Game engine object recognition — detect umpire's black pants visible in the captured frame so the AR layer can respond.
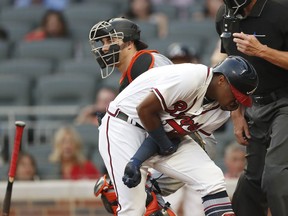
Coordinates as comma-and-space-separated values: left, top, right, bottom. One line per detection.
232, 93, 288, 216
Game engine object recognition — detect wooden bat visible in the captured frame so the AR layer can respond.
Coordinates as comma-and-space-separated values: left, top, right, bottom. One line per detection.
2, 121, 25, 216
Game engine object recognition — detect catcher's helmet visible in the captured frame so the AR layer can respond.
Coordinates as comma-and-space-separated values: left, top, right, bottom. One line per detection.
212, 56, 259, 106
89, 18, 148, 78
224, 0, 251, 14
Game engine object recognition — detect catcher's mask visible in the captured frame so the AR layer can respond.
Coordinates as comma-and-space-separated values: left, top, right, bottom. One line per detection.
89, 18, 148, 79
224, 0, 251, 15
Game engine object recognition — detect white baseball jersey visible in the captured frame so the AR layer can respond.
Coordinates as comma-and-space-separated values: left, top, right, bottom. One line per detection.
99, 63, 229, 216
108, 63, 230, 135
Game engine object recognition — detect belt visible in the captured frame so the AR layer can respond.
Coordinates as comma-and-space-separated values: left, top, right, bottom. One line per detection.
115, 111, 144, 129
252, 87, 288, 105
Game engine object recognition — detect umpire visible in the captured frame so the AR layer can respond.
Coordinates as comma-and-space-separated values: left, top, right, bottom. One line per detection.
216, 0, 288, 216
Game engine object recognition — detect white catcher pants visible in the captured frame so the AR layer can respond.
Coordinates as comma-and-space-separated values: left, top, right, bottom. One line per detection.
99, 114, 226, 216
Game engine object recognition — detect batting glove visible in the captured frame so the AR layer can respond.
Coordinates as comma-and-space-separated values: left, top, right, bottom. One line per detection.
122, 158, 141, 188
159, 138, 181, 156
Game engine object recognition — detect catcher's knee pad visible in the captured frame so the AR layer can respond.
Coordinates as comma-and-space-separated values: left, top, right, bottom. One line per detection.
94, 175, 118, 215
144, 179, 176, 216
94, 175, 176, 216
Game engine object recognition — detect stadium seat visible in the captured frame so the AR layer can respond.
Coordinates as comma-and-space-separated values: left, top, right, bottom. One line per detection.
0, 40, 11, 60
0, 75, 31, 106
169, 19, 219, 64
69, 21, 95, 41
24, 143, 60, 180
13, 39, 74, 61
154, 3, 178, 20
64, 2, 117, 27
81, 40, 95, 61
101, 68, 121, 89
35, 74, 95, 106
1, 20, 32, 42
0, 5, 46, 26
56, 58, 102, 83
134, 20, 158, 41
74, 124, 99, 159
148, 35, 205, 55
0, 59, 53, 82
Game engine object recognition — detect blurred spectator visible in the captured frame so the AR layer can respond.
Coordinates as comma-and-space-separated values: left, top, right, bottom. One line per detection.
192, 0, 223, 20
166, 43, 200, 64
75, 86, 117, 127
24, 10, 69, 41
152, 0, 195, 19
124, 0, 168, 38
49, 126, 100, 180
210, 40, 227, 67
13, 0, 44, 8
224, 142, 246, 178
14, 0, 70, 11
0, 26, 8, 41
15, 152, 39, 181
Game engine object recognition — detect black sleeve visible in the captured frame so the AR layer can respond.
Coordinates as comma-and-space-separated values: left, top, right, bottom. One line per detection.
131, 53, 153, 80
215, 4, 226, 53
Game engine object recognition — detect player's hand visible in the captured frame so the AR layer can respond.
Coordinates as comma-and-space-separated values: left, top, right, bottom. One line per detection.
231, 107, 251, 145
122, 158, 141, 188
233, 32, 267, 57
159, 137, 181, 156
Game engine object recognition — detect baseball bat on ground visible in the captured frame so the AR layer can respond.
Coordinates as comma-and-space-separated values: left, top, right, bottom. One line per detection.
2, 121, 25, 216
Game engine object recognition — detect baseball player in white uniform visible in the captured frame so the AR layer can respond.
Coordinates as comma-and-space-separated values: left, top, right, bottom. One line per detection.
99, 56, 258, 216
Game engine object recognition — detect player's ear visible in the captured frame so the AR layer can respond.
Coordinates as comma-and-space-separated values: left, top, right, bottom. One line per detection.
126, 41, 135, 50
218, 74, 228, 85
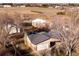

* * * * * * *

**EXERCISE AIM**: Copy out every one of the records above word for word, omitting the pictures.

**CORRECT RESULT**:
Game engine object recognition — detect umpire's black pants visible in the captured frame so the AR layer can respond.
Coordinates as comma-and-space-separated values: left, top, right, bottom. One line per detection.
232, 93, 288, 216
Game engine object recognition — detect wooden bat visible in the captured frame so the AR layer can respond.
Coordinates as comma-and-space-separated values: left, top, right, bottom. One line per detection.
2, 121, 25, 216
Game engine object recognition — detect catcher's helmet visible in the captured frame so the AR layer can respond.
Coordinates as comma-and-space-separated values: left, top, right, bottom. One line per detection.
212, 56, 259, 106
89, 18, 148, 78
224, 0, 251, 14
Game engine object recognition — detect catcher's mask visible in the captured frame so the AR layer can respond.
Coordinates as comma-and-space-separated values: left, top, right, bottom. One line per detection.
89, 18, 148, 79
224, 0, 251, 15
Game engine object recognition — detect white baseball jersey visible in the captured frame so the AR layer can respond.
Coordinates as comma-and-space-separated values: left, top, right, bottom. One line per detection.
99, 63, 229, 216
108, 63, 230, 135
Game engine object recognition — detect belt visible in the captured frame so the AR layer can respond.
Coordinates as comma-and-space-separated values: left, top, right, bottom. One line per detection.
115, 111, 144, 129
252, 87, 288, 105
Game engine object recognition — detect umpire visible in the captured frame so the AR layer can respond.
Coordinates as comma-and-space-separated values: left, top, right, bottom. One line per detection.
216, 0, 288, 216
Game engine object recognition — detect white catcher pants visible in the captured frame so the AR layer can respond.
Coordinates as comma-and-space-separated values: left, top, right, bottom. One line per detection.
99, 114, 226, 216
Game engine object recognition — detect batting glove visible in the captured frame so the AR layer can respond.
Coordinates as comma-and-space-separated values: left, top, right, bottom. One line per detection.
122, 158, 141, 188
159, 138, 181, 156
Game engine object recognition — detect catcher's knee pad visible in the captured frame so the AR layer can respond.
Coordinates as comma-and-space-separated values: left, top, right, bottom. One line per detection.
94, 175, 118, 215
144, 179, 176, 216
94, 175, 176, 216
Game engine object recognition — detect stadium seat visible in the captured frame so the AR layer can respond.
Coordinates as comma-and-space-separated values: left, top, right, bottom. One line per detection.
0, 40, 11, 60
0, 75, 31, 106
169, 19, 219, 64
69, 21, 95, 41
24, 143, 60, 180
13, 39, 74, 61
154, 3, 178, 20
64, 2, 117, 27
81, 40, 95, 61
101, 68, 121, 89
35, 74, 95, 106
1, 20, 32, 42
0, 5, 46, 26
56, 58, 102, 83
134, 20, 158, 41
74, 124, 99, 159
148, 35, 205, 55
0, 59, 53, 82
Game engine object recognition — detect blurred spectator visible in the captured frame so the AR layer can respond.
Coordinates as comma-and-space-separated values: left, top, right, bottom. One line per detection.
192, 0, 223, 20
166, 43, 200, 64
75, 86, 117, 127
24, 10, 69, 41
152, 0, 195, 19
124, 0, 168, 38
49, 126, 100, 180
210, 40, 227, 67
13, 0, 44, 8
224, 142, 246, 178
14, 0, 70, 11
0, 26, 8, 41
15, 152, 39, 181
Game engine object recognition — detect black sleeve visible in the captured frame so the AR layer can respond.
Coordinates as comma-and-space-separated values: left, top, right, bottom. One line per detection.
131, 53, 153, 80
215, 4, 226, 53
Game engine object recognition — detect player's hand visible in the captured frame so the AR layer can respond.
Coordinates as comma-and-space-separated values: left, top, right, bottom. One line per detection.
231, 107, 251, 145
122, 158, 141, 188
233, 32, 267, 57
159, 137, 181, 156
Game engine object recognition — detect baseball bat on ground visible in the captured frame so the AR layer can respond.
Coordinates as comma-and-space-separated values: left, top, right, bottom. One line per detection.
2, 121, 25, 216
Game engine object recognition — detect baseball player in white uniform visible in the captured frame so the AR layer can respond.
Coordinates as comma-and-space-separated values: left, top, right, bottom. One line per detection.
99, 56, 258, 216
Game engine object recognition — detect player's ear visible in the captured frame so the AR layer can respond.
Coordinates as comma-and-space-separated values: left, top, right, bottom. One line per detection.
126, 41, 135, 50
218, 74, 228, 85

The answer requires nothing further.